| TASK INSTRUCTIONS |
Identify every line below that contains the word "report" and copy each one out in full. Matching is case-sensitive.
Start of PROVIDED DATA
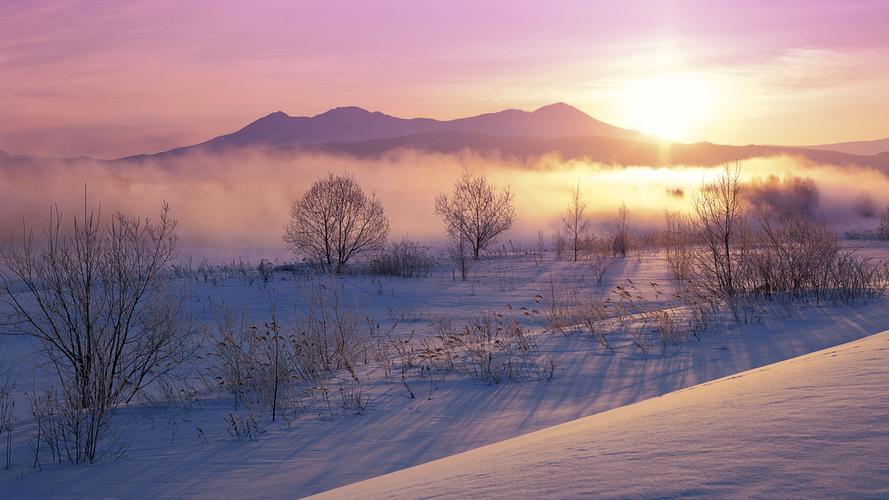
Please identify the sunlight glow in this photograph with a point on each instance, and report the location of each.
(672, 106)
End of PROVIDED DATA
Start of PROVIDED DATA
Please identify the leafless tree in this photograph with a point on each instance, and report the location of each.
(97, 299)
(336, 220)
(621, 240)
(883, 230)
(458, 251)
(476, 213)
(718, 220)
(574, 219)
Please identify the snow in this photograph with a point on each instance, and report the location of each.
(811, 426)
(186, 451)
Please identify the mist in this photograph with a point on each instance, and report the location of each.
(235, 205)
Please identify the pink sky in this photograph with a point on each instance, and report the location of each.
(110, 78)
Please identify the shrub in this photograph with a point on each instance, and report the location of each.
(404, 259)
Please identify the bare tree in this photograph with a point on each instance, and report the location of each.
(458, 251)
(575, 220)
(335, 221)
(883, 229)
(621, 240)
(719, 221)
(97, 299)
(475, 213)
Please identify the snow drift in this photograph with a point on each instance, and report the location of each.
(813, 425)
End of PROVIDED DATA
| OUTPUT FOR THIS TASK |
Please identify the sunlight glow in this photograph with a point on each instance, and report the location of each.
Please identify the leafless tree in this photograph with a point on each instance, and report the location of each.
Please identify the snow in this photograph with a point on each instance, and report the location of each.
Please identify the mist in this photograph with a point on each instance, and report the location of each.
Please identify the pink sky in this photograph with a point on each instance, and report the location of each.
Please identify the shrub in this photograph with a point on each instance, and report the location of each.
Please identify the bare tree in this photograph with a point on each instance, and report the location of each.
Please identify the snow drift in this photograph with a point on each instance, and report the location of each.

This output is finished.